Battling Mania in Bipolar is like fighting Jackie Chan with a balloon animal, except all of a sudden you’ve been watching how to make balloon animals on YouTube for 9 hours straight and you’re researching the blood pressure of giraffes and did you know the man who invented the Davy lamp also discovered the effects of Nitrous oxide and you give up and decide to eat the balloon animal and Jackie Chan wins anyway.
I’ve tried time and time again to write a post about how Manic or Hypomanic episodes affect me – usually when I’m slipping into a hypomanic state – then around 4,000 words in, I attempt reading it back to myself and ominously realise I flung the post so far off track with some analogy about Ancient Egyptians 3,500 words ago that none of my waffling is useable. Recycle bin.
For me, Hypomania (a lesser form of mania) isn’t too bad; I might start dropping more posts on social media than crumbs from a Cadbury’s Flake or genuinely feel like I’ve just rescued a colony of sea turtles by using my bag for life at Tesco but for the most part, other people probably just see me as this cringe-inducing beachball of inhibition. And, my god, do I know how annoying I can be. Sociable, confident, restless with racing thoughts.
True Mania is an entirely different kettle of fish. (A kettle which you may or may not believe has been poisoned by the government.) Mania is needing 8 police officers and a riot van to take you to hospital and being an obnoxious arsehole to the girl sat behind you in A&E who only asks if you want a packet of crisps. However, you’re absolutely certain there’s nothing wrong with you, haven’t taken your medication in days and it’s all just one big conspiracy orchestrated by social services. Uncontrollable, invincible, deluded.

:::::

- ASSIGNED TASK -
In the passage on mania in bipolar disorder, how is hypomania defined in parentheses? The material placed after the passage has no connection to it.

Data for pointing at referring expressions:
:::::

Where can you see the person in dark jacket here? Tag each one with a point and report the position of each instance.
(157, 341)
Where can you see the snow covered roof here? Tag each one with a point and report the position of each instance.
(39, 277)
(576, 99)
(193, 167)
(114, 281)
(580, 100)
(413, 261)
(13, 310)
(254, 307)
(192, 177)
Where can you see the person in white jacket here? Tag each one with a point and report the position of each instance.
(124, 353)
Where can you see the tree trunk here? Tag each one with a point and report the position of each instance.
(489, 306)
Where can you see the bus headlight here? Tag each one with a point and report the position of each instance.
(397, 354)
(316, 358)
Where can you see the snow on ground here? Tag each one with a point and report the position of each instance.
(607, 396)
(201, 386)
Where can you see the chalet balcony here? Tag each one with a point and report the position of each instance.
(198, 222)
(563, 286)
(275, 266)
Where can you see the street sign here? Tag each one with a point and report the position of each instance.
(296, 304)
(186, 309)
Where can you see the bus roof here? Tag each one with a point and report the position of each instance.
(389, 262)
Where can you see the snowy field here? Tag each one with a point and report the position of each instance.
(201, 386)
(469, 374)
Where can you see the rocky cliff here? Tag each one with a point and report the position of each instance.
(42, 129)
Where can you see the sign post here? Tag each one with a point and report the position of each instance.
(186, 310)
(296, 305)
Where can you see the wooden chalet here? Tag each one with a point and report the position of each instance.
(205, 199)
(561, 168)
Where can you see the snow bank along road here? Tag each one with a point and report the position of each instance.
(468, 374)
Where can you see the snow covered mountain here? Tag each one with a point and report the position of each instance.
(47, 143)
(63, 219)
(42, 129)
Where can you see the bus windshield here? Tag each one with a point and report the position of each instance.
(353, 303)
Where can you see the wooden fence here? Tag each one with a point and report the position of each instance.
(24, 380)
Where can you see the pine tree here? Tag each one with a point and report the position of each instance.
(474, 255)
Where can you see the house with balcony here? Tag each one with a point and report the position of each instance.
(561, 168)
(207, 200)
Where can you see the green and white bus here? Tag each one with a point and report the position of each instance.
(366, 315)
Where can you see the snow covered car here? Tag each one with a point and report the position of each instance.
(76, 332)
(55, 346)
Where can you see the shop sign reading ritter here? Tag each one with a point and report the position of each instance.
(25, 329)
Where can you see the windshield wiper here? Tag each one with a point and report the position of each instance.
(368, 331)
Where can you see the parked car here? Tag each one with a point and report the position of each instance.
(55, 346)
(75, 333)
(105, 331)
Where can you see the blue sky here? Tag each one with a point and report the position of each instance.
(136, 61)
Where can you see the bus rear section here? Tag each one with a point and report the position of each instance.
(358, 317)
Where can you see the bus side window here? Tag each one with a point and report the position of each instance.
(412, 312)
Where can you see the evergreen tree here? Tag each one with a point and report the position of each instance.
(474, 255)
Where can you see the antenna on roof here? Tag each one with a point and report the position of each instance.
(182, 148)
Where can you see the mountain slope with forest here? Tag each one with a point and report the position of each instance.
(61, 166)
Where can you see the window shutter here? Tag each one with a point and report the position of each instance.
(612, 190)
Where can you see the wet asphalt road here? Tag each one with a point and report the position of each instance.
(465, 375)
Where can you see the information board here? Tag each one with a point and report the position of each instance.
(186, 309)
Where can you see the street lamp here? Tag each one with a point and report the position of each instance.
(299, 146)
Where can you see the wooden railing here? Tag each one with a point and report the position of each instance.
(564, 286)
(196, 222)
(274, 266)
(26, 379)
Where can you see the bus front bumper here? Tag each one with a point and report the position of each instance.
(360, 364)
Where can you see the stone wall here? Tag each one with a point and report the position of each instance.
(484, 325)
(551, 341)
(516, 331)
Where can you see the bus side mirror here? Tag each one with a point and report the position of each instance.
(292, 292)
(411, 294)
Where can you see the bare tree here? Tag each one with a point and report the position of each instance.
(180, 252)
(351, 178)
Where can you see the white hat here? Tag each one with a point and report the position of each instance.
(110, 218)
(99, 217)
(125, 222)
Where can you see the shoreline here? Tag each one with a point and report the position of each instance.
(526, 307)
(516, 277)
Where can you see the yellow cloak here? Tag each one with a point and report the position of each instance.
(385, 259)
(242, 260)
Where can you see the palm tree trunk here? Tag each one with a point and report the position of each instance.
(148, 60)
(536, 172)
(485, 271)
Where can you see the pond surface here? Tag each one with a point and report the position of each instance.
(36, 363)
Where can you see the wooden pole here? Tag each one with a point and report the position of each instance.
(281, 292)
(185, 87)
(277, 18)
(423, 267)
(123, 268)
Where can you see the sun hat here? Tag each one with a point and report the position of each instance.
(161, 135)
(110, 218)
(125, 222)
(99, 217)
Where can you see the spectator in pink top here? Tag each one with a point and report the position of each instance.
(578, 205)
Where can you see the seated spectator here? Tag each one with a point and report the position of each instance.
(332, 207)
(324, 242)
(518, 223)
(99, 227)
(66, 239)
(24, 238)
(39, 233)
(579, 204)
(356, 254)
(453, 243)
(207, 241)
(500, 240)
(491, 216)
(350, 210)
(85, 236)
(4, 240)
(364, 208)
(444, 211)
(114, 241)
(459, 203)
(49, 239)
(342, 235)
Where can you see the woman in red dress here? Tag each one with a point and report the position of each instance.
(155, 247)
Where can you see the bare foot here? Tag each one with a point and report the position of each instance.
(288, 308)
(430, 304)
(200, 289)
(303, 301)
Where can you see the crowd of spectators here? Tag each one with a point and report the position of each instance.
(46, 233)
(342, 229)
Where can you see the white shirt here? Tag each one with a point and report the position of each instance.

:::::

- ANSWER TO THIS TASK -
A lesser form of mania.